Using TensorFlow backend.


_________________________________________________________________
Layer (type)                 Output Shape              Param #   
input_1 (InputLayer)         (None, 224, 224, 3)       0         
_________________________________________________________________
block1_conv1 (Conv2D)        (None, 224, 224, 64)      1792      
_________________________________________________________________
block1_conv2 (Conv2D)        (None, 224, 224, 64)      36928     
_________________________________________________________________
block1_pool (MaxPooling2D)   (None, 112, 112, 64)      0         
_________________________________________________________________
block2_conv1 (Conv2D)        (None, 112, 112, 128)     73856     
_________________________________________________________________
block2_conv2 (Conv2D)        (None, 112, 112, 128)     147584    
_________________________________________________________________
block2_pool (MaxPooling2D)   (None, 56, 56, 128)       0         
__________

---
Running this data preparation step may take a while depending on your hardware, perhaps one hour on the CPU with a modern workstation.

At the end of the run, you will have the extracted features stored in *features.pkl* for later use.

# Baseline Caption Generation Model

In this section, we will define a baseline model for generating captions for photos and how to evaluate it so that it can be compared to variations on this baseline.

This section is divided into 6 parts:

1. Load Data.
2. Fit Model.
3. Evaluate Model.
4. Complete Example
5. “A” versus “A” Test
6. Generate Photo Captions

## Load Data

We are not going to fit the model on all of the caption data, or even on a large sample of the data.

In this tutorial, we are interested in quickly testing a suite of different configurations of a caption model to see what works on this data. That means we need the evaluation of one model configuration to happen quickly. Toward this end, we will train the models on 100 photographs and captions, then evaluate them on both the training dataset and on a new test set of 100 photographs and captions.

First, we need to load a pre-defined subset of photographs. The provided dataset has separate sets for train, test, and development, which are really just different groups of photo identifiers. We will load the development set and use the first 100 identifiers for train and the second 100 (e.g. from 100 to 200) as the test set.

The function `load_set()` below will load a pre-defined set of identifiers, and we will call it with the *Flickr_8k.devImages.txt* filename as an argument.

In [7]:
# load a pre-defined list of photo identifiers
def load_set(filename):
    doc = load_doc(filename)
    dataset = list()
    # process line by line
    for line in doc.split('\n'):
        # skip empty lines
        if len(line) < 1:
            continue
        # get the image identifier
        identifier = line.split('.')[0]
        dataset.append(identifier)
    return set(dataset)

Next, we need to split the set into train and test sets.

We will start by ordering the identifiers by sorting them to ensure we always split them consistently across machines and runs, then take the first 100 for train and the next 100 for test.

The `train_test_split()` function below will create this split given the loaded set of identifiers as input.

In [8]:
# split a dataset into train/test elements
def train_test_split(dataset):
    # order keys so the split is consistent
    ordered = sorted(dataset)

Given entries:
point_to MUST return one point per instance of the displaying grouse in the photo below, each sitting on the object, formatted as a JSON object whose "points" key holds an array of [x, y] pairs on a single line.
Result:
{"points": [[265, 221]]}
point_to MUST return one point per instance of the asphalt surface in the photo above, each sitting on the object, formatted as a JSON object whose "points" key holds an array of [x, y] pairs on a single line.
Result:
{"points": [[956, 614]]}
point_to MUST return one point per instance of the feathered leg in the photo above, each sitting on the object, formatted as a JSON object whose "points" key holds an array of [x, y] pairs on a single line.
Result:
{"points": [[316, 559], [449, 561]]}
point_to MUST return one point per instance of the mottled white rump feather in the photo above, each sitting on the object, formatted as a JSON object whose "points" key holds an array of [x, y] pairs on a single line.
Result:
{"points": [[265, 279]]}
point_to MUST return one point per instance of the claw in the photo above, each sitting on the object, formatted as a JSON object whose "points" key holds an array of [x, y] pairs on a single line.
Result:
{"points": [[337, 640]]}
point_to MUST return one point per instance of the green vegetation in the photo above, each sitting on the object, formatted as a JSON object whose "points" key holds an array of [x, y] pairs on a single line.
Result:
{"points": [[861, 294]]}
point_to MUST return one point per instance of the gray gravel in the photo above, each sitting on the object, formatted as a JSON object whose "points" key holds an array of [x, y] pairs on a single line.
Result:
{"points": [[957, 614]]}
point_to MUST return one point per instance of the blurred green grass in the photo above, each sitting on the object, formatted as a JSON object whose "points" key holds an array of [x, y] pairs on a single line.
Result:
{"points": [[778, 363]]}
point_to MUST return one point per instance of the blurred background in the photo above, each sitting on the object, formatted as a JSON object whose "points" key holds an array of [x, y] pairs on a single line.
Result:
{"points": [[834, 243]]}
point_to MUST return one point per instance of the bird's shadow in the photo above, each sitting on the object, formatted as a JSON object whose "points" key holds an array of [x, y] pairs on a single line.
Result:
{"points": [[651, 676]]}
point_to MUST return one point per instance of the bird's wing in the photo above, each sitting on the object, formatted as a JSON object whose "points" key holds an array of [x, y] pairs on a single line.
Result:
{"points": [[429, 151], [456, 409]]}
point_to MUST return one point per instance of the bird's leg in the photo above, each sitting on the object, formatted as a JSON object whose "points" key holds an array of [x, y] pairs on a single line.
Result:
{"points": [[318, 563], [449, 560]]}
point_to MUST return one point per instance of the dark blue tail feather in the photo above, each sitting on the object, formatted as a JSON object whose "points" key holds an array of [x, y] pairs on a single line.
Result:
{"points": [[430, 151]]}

...

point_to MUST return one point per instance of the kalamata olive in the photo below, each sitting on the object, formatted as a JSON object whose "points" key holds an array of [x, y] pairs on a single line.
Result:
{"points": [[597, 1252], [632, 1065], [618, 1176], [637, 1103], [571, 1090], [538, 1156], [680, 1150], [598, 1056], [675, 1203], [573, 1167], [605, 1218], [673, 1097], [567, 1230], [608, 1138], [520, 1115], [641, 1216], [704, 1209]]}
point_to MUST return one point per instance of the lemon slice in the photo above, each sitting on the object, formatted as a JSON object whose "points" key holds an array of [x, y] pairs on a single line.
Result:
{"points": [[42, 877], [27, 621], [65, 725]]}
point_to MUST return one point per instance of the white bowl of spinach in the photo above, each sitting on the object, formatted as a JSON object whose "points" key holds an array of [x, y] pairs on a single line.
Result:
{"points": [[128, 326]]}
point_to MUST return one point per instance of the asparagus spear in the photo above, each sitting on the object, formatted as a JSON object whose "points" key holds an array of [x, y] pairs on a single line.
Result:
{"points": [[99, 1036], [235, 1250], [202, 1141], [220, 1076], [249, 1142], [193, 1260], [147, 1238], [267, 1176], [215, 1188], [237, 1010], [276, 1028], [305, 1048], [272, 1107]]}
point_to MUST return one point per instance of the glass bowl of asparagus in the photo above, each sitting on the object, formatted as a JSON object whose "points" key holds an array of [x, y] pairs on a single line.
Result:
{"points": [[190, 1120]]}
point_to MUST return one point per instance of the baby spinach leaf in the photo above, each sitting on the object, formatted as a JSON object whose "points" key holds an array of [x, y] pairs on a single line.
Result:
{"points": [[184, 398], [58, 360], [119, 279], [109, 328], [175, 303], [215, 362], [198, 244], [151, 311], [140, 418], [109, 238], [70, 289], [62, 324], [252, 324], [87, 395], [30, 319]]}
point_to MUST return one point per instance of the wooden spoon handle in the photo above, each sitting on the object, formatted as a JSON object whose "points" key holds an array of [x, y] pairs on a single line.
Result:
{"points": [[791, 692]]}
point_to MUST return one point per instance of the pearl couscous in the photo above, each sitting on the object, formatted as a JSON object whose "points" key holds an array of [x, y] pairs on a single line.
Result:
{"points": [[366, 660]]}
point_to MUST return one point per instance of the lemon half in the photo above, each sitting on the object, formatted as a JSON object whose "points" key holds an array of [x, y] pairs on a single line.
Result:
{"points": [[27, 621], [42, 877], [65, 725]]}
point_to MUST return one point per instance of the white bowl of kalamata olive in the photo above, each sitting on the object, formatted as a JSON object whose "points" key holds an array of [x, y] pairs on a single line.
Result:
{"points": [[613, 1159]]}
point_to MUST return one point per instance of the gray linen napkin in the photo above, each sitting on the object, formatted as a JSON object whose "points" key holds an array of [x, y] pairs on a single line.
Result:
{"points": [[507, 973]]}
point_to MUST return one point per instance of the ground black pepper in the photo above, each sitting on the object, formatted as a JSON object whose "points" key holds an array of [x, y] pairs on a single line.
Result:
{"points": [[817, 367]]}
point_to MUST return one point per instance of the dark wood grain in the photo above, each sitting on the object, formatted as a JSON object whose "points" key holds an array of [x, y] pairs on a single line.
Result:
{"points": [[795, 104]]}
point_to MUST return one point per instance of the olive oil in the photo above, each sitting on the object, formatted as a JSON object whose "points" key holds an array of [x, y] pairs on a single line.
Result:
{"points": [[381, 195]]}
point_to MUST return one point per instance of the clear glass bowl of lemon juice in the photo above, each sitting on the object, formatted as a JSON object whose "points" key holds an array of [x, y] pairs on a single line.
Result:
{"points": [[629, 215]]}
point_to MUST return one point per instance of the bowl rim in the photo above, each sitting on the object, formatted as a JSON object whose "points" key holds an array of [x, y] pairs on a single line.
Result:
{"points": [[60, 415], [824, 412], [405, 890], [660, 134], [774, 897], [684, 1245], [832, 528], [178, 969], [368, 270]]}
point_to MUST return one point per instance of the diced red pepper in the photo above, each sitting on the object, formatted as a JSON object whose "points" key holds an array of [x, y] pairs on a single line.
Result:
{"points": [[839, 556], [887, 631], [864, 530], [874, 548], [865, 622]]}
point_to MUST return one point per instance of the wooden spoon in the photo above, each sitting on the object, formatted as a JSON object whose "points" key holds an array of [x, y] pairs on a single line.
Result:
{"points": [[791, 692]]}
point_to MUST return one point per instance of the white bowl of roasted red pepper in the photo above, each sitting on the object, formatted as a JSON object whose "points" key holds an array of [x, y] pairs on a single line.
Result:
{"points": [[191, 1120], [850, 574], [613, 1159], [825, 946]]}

--

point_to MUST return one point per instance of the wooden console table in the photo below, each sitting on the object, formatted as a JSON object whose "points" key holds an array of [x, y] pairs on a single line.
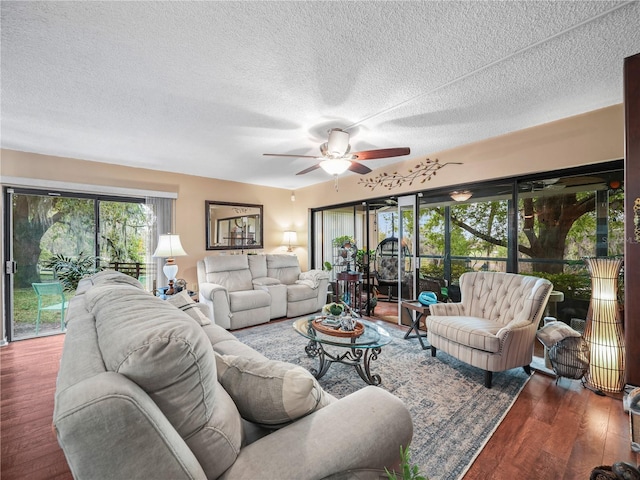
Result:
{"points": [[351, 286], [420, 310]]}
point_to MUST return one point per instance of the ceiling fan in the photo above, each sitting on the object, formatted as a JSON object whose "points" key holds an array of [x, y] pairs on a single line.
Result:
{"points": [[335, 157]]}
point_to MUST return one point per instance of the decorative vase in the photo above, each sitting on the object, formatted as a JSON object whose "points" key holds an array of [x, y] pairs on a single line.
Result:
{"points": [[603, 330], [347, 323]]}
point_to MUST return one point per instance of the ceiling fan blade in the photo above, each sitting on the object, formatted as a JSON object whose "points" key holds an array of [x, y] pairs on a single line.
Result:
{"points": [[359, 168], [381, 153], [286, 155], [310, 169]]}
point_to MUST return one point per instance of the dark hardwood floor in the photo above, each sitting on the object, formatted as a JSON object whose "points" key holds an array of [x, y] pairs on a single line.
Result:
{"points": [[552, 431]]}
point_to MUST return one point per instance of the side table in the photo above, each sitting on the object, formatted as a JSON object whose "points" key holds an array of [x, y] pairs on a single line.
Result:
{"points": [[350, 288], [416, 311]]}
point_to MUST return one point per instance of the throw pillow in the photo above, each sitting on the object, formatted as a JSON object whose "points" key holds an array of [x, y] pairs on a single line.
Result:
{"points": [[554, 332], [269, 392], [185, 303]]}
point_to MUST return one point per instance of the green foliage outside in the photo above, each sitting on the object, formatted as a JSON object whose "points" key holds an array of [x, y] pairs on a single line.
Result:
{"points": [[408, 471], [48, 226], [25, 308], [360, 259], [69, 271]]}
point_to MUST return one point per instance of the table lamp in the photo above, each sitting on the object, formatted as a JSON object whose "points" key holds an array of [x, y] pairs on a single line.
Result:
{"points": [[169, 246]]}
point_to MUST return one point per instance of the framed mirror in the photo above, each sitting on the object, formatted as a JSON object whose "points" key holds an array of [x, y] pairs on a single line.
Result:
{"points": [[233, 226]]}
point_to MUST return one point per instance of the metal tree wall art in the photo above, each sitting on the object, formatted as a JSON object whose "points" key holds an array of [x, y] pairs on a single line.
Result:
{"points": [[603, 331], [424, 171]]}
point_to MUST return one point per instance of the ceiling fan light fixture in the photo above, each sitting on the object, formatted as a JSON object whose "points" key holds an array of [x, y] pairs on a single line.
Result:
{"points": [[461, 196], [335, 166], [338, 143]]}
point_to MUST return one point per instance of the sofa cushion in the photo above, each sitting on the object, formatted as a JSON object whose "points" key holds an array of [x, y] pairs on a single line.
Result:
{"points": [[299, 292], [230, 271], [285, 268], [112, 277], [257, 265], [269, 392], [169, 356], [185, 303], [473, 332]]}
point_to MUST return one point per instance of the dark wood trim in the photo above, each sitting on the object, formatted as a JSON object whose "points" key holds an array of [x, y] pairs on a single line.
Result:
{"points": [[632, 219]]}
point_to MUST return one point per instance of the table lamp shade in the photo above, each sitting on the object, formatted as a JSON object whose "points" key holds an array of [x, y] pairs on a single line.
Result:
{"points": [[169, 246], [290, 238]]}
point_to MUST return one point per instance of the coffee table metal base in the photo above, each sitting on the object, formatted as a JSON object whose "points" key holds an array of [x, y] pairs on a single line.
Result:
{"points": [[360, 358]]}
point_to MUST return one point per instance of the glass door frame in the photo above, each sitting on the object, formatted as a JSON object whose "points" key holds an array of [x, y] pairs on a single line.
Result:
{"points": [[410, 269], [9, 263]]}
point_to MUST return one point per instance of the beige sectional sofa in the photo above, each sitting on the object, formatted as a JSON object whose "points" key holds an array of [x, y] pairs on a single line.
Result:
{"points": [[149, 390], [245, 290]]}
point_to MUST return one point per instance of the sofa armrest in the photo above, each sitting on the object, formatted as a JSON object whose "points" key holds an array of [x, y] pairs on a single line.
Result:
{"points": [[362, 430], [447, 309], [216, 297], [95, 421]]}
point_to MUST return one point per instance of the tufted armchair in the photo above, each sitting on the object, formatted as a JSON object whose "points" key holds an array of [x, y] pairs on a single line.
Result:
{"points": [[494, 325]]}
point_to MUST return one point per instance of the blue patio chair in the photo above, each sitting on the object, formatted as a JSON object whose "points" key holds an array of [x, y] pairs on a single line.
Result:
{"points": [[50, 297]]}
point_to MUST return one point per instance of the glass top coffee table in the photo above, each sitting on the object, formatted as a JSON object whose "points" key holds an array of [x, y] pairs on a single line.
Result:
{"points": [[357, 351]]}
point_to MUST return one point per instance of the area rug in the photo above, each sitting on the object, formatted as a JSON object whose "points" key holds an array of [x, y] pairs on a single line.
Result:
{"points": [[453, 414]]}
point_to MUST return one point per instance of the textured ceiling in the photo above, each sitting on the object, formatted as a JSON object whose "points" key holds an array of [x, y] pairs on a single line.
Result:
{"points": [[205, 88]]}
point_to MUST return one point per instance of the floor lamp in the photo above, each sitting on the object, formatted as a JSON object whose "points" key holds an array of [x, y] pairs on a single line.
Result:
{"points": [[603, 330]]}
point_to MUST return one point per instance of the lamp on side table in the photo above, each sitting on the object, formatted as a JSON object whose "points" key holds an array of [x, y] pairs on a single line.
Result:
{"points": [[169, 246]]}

Set task 1: Reproduce the passage of the caption model tutorial that opens with the words containing "4. Complete Example" and closes with "of the data.".
Set task 2:
Answer these questions on the caption model tutorial:
(a) In which file are the extracted features stored at the end of the run?
(b) How many photographs and captions are the models trained on?
(c) Which filename is passed as an argument to `load_set()`?
The listing plays no part in the work here and can be left aside.

Task result 1:
4. Complete Example
5. “A” versus “A” Test
6. Generate Photo Captions

## Load Data

We are not going to fit the model on all of the caption data, or even on a large sample of the data.

Task result 2:
(a) *features.pkl*
(b) 100 photographs and captions
(c) *Flickr_8k.devImages.txt*